## [INSTRUCTIONS FOR THE TASK]
Reproduce the stretch from the line containing "drawmask --target metal" through the line containing "501 31 L 501", swapping "metal lamp post" for "iron street lamp" and leaving everything else unchanged.

## [Image segmentation entries]

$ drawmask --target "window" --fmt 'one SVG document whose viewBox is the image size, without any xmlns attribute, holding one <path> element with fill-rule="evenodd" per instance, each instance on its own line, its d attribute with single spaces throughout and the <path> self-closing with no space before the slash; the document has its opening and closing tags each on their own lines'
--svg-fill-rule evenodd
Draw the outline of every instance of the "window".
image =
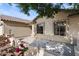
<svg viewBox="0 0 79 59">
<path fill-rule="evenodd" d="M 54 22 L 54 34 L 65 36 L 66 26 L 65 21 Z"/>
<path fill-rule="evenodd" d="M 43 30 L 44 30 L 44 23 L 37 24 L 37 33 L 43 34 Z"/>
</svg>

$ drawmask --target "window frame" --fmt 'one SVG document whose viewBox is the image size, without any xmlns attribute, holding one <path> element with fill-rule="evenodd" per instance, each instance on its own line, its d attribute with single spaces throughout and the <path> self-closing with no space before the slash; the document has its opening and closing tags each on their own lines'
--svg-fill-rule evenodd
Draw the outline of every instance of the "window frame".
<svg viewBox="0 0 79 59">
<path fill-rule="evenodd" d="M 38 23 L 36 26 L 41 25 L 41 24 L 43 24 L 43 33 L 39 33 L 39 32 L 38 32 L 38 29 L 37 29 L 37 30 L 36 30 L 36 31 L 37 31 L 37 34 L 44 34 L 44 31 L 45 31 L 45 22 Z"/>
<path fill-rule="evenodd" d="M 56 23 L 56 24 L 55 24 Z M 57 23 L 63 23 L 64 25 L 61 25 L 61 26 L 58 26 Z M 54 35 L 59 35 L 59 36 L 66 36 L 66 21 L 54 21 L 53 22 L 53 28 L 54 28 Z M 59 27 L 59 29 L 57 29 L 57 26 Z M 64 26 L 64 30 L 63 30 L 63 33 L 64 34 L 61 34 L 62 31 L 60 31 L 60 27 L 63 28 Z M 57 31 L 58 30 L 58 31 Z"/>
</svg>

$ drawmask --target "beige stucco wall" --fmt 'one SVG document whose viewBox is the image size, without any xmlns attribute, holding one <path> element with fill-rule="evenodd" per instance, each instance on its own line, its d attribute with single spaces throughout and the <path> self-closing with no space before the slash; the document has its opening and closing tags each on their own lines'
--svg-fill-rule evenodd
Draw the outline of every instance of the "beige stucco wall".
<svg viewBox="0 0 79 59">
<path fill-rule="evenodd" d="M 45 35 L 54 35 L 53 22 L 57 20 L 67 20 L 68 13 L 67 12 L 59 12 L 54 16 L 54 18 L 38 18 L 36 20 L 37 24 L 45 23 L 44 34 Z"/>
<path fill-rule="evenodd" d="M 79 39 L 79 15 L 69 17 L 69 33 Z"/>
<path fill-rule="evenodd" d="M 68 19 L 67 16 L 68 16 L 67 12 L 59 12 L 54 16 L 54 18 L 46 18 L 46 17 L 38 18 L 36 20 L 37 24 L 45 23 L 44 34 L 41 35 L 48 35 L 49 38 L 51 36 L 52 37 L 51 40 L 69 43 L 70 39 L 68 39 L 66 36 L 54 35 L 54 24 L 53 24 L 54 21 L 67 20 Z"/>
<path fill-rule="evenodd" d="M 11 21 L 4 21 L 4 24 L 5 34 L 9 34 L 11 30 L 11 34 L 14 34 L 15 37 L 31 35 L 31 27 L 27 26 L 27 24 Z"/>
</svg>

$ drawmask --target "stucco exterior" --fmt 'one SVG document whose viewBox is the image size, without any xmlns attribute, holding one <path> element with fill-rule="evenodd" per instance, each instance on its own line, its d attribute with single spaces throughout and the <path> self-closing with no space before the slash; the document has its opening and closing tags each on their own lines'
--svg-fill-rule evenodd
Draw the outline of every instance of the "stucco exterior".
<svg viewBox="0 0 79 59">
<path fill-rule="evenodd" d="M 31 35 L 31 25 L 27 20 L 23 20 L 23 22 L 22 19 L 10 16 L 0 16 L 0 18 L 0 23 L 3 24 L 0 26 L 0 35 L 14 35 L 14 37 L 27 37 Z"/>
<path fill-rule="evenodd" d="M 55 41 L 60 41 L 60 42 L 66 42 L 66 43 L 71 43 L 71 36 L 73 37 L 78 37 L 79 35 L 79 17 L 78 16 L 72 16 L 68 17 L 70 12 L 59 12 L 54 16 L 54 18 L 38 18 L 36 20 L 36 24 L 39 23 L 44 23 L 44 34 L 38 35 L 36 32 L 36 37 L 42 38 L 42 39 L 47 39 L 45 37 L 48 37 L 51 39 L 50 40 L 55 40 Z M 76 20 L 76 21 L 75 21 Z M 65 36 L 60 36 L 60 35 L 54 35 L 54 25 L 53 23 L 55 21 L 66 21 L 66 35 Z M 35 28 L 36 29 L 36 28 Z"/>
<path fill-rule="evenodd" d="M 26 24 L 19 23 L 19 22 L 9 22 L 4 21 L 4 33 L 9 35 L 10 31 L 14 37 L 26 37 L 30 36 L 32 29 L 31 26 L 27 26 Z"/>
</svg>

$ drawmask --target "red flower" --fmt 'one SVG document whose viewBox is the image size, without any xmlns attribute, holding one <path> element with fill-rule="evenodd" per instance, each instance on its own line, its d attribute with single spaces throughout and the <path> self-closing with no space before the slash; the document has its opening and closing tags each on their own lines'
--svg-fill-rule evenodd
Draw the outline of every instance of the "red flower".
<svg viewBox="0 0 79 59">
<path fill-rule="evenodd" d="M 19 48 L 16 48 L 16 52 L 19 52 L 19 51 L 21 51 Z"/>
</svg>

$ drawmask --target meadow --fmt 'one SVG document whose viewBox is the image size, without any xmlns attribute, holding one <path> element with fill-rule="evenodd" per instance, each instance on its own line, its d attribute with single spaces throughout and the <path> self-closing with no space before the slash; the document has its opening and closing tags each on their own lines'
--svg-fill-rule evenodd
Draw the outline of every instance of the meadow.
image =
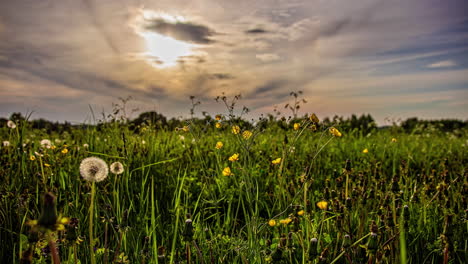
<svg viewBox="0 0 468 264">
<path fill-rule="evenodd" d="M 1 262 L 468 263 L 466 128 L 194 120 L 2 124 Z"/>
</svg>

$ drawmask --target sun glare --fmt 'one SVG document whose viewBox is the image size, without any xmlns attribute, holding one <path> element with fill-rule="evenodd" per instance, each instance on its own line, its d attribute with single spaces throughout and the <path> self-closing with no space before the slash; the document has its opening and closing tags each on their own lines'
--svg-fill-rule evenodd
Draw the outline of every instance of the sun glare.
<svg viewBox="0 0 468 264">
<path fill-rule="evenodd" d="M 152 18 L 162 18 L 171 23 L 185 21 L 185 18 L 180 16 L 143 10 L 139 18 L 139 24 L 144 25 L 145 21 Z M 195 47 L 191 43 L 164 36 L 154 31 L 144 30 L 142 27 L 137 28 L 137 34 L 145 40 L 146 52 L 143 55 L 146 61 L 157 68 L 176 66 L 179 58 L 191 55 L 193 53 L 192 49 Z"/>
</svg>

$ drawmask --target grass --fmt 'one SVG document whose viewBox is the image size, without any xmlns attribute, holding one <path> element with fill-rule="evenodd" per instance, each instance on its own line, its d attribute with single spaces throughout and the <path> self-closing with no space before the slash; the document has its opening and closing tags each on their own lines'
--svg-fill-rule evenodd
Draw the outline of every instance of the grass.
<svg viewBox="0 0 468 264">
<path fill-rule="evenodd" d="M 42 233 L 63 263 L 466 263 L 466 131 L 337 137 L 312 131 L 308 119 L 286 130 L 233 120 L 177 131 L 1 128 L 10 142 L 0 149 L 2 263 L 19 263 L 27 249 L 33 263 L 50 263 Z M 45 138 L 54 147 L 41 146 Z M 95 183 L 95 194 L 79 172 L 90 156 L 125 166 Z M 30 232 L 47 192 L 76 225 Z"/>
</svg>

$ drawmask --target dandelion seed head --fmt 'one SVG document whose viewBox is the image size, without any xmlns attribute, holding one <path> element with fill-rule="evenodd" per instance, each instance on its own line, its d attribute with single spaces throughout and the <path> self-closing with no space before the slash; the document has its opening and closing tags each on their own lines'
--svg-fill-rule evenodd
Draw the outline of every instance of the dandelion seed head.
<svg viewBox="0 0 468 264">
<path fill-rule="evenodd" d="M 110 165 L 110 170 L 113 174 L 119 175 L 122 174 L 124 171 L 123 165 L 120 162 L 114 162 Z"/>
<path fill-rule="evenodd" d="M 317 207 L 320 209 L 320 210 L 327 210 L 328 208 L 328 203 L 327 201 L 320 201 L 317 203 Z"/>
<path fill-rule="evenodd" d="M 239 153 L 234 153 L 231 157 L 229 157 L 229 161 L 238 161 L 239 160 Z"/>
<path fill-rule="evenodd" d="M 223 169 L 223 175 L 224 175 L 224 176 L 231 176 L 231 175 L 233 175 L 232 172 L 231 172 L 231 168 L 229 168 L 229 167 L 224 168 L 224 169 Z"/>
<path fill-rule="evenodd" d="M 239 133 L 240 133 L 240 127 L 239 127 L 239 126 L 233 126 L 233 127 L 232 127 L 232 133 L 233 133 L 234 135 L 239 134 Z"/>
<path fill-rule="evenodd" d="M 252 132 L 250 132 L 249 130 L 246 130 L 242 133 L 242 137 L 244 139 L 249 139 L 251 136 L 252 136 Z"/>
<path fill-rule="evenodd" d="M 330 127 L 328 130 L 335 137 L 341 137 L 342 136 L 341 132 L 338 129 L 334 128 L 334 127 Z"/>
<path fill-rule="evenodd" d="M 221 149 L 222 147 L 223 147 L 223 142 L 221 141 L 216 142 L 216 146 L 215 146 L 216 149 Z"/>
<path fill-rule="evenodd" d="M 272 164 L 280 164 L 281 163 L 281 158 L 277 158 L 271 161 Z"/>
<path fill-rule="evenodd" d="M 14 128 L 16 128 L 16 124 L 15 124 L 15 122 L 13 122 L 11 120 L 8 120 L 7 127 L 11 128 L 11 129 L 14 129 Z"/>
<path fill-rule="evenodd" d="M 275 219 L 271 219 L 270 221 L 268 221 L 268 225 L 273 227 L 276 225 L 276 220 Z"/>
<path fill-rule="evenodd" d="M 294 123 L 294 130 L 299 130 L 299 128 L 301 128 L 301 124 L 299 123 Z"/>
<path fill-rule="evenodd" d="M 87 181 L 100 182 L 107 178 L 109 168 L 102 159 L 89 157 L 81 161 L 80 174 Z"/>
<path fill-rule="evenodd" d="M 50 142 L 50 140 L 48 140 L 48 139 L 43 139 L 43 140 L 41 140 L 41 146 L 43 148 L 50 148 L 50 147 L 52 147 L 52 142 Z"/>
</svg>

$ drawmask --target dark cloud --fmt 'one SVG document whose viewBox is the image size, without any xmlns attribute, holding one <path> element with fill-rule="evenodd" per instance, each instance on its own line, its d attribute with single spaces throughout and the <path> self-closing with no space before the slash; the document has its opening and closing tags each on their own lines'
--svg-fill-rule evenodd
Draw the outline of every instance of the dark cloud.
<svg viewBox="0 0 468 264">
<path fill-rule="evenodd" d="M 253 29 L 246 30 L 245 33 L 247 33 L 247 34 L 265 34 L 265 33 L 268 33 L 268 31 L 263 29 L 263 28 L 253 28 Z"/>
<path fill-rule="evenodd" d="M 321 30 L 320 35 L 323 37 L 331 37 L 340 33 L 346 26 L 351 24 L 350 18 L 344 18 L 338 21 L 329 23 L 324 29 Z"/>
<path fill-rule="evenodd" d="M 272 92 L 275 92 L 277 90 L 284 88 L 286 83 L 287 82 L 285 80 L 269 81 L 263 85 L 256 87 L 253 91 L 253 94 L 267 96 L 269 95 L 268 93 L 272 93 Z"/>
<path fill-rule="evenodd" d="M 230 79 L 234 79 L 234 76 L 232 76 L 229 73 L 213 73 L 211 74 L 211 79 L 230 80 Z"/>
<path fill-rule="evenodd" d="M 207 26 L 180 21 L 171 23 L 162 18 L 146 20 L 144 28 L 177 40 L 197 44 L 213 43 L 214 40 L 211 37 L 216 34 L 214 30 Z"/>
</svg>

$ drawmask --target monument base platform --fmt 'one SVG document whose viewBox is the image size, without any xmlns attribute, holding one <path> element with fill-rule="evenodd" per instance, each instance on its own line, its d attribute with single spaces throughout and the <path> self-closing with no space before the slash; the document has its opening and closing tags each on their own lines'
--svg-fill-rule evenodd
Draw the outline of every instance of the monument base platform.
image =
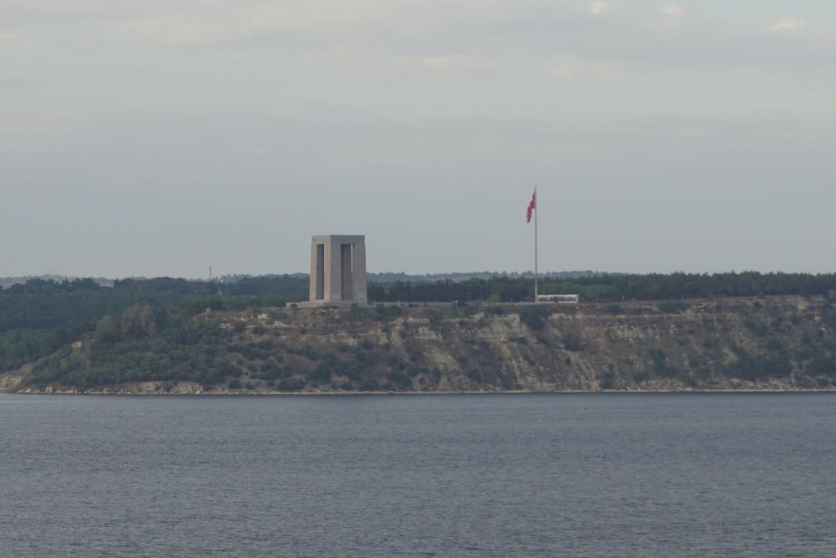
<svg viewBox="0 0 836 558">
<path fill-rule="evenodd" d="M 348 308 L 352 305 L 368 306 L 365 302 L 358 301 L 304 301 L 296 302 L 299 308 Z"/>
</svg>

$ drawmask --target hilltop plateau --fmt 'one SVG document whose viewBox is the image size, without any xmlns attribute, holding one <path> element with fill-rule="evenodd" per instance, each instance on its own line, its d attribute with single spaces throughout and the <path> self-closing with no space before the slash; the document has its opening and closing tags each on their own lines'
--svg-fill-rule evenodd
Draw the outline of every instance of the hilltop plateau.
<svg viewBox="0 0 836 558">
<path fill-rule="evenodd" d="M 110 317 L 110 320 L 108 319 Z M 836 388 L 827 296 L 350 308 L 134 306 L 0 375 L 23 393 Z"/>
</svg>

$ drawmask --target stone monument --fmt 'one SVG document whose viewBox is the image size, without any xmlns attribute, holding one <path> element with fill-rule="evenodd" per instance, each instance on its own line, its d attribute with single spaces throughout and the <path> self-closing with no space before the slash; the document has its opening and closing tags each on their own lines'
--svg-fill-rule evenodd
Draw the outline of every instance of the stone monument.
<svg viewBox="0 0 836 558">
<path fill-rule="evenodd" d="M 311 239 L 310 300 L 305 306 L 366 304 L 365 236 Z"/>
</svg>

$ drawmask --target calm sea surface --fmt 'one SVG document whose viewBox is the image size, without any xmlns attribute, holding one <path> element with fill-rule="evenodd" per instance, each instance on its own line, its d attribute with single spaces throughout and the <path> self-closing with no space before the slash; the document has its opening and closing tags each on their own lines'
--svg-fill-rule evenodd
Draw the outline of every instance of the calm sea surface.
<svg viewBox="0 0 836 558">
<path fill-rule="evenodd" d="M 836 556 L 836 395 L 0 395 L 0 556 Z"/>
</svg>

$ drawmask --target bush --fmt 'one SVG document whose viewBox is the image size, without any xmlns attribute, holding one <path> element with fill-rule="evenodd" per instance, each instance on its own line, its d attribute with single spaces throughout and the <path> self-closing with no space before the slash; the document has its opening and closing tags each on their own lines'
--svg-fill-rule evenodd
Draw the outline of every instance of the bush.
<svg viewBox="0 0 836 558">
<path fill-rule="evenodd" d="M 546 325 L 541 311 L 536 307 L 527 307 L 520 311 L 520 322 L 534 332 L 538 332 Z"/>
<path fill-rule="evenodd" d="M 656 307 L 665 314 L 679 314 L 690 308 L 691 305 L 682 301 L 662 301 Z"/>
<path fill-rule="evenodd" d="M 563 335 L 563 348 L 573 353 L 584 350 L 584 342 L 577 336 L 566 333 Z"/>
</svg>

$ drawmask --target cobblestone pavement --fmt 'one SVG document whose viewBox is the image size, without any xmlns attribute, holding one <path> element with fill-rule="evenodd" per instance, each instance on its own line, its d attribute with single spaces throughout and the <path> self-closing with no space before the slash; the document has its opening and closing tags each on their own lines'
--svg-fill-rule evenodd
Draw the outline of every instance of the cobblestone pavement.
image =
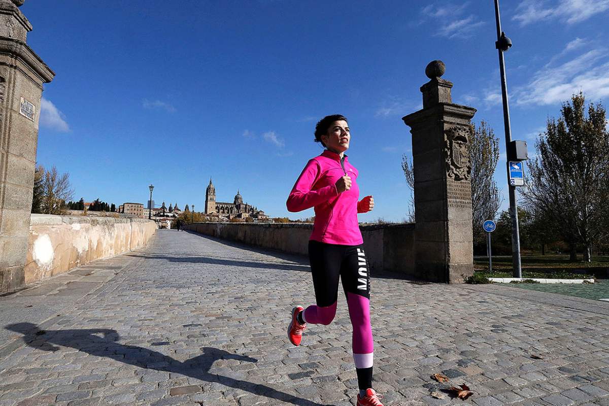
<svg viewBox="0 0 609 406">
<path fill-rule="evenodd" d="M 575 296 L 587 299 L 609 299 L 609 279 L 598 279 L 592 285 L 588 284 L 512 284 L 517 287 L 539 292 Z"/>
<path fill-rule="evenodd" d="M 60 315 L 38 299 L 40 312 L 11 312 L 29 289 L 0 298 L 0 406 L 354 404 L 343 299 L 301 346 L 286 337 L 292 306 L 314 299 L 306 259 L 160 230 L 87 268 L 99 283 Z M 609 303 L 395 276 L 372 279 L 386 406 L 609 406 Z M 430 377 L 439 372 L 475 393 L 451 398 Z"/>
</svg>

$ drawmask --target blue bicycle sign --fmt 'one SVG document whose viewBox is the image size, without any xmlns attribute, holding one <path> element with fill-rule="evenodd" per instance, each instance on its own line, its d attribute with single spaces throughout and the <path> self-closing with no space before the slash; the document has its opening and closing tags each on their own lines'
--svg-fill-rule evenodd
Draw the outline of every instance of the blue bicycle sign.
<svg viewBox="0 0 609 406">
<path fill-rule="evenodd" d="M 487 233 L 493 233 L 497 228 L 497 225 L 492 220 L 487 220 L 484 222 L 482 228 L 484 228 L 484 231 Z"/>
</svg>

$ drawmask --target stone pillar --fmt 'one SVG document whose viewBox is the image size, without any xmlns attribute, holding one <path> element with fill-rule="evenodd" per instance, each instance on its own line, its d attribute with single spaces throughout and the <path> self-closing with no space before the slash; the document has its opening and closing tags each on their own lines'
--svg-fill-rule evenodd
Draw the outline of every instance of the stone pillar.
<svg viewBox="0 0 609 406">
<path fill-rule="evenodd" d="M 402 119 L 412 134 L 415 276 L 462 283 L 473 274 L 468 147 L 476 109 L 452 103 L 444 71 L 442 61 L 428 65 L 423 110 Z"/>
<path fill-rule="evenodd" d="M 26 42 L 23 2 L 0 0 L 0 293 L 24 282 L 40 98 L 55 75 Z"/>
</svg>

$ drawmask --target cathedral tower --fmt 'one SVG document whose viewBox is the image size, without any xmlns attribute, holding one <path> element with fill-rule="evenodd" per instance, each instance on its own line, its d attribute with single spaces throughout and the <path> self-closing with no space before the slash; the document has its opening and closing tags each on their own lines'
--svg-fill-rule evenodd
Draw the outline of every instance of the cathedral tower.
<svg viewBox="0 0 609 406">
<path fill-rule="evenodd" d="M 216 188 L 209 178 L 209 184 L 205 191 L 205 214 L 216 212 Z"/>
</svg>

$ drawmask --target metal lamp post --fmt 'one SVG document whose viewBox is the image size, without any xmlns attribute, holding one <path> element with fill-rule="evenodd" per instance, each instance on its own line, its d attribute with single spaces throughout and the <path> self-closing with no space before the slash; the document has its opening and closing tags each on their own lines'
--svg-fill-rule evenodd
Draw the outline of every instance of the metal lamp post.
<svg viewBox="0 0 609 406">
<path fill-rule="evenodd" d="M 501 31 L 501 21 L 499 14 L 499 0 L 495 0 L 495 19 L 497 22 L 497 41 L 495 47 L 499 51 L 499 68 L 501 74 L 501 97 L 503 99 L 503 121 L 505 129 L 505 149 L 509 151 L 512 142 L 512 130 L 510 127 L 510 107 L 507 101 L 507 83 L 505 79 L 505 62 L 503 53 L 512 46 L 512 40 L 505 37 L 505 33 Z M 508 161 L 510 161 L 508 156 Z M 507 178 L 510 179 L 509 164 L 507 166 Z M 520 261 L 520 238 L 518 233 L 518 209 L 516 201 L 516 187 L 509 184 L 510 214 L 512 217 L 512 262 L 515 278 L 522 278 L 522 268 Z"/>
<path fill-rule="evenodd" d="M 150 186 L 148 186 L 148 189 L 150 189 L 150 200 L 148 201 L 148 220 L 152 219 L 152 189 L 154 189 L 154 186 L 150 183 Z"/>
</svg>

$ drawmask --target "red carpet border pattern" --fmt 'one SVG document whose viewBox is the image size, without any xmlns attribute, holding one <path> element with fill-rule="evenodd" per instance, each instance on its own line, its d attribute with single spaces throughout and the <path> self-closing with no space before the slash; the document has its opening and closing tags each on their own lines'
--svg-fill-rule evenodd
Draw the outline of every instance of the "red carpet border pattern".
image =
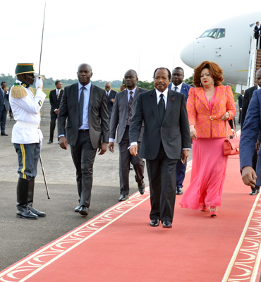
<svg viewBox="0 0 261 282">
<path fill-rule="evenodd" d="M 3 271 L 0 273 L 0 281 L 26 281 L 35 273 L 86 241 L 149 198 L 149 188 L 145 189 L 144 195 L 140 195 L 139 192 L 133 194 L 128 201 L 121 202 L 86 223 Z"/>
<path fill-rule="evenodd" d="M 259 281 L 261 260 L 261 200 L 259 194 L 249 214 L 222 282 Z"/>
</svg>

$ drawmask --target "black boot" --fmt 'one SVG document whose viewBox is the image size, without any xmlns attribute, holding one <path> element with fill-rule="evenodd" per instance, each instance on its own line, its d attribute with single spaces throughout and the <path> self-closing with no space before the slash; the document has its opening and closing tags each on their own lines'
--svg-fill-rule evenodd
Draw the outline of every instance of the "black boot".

## [WRITTEN SOLUTION]
$ drawmask --target iron street lamp --fmt 'one SVG document whose viewBox is the image size, without any xmlns attribute, holding one <path> element with fill-rule="evenodd" per instance, each instance on its own line, its d attribute with single spaces throughout and the <path> self-closing with no space before the slash; the document has its opening and closing tags each on their own lines'
--svg-fill-rule evenodd
Draw the outline of every instance of the iron street lamp.
<svg viewBox="0 0 609 406">
<path fill-rule="evenodd" d="M 501 31 L 501 21 L 499 14 L 499 0 L 495 0 L 495 19 L 497 22 L 497 41 L 495 47 L 499 51 L 499 68 L 501 74 L 501 97 L 503 99 L 503 121 L 505 129 L 505 149 L 509 151 L 512 142 L 512 130 L 510 127 L 510 107 L 507 101 L 507 83 L 505 79 L 505 62 L 503 53 L 512 46 L 512 40 L 505 37 L 505 33 Z M 508 161 L 510 161 L 508 156 Z M 507 178 L 510 179 L 509 164 L 507 166 Z M 520 261 L 520 238 L 518 233 L 518 209 L 516 201 L 516 187 L 509 184 L 510 214 L 512 217 L 512 262 L 515 278 L 522 278 L 522 268 Z"/>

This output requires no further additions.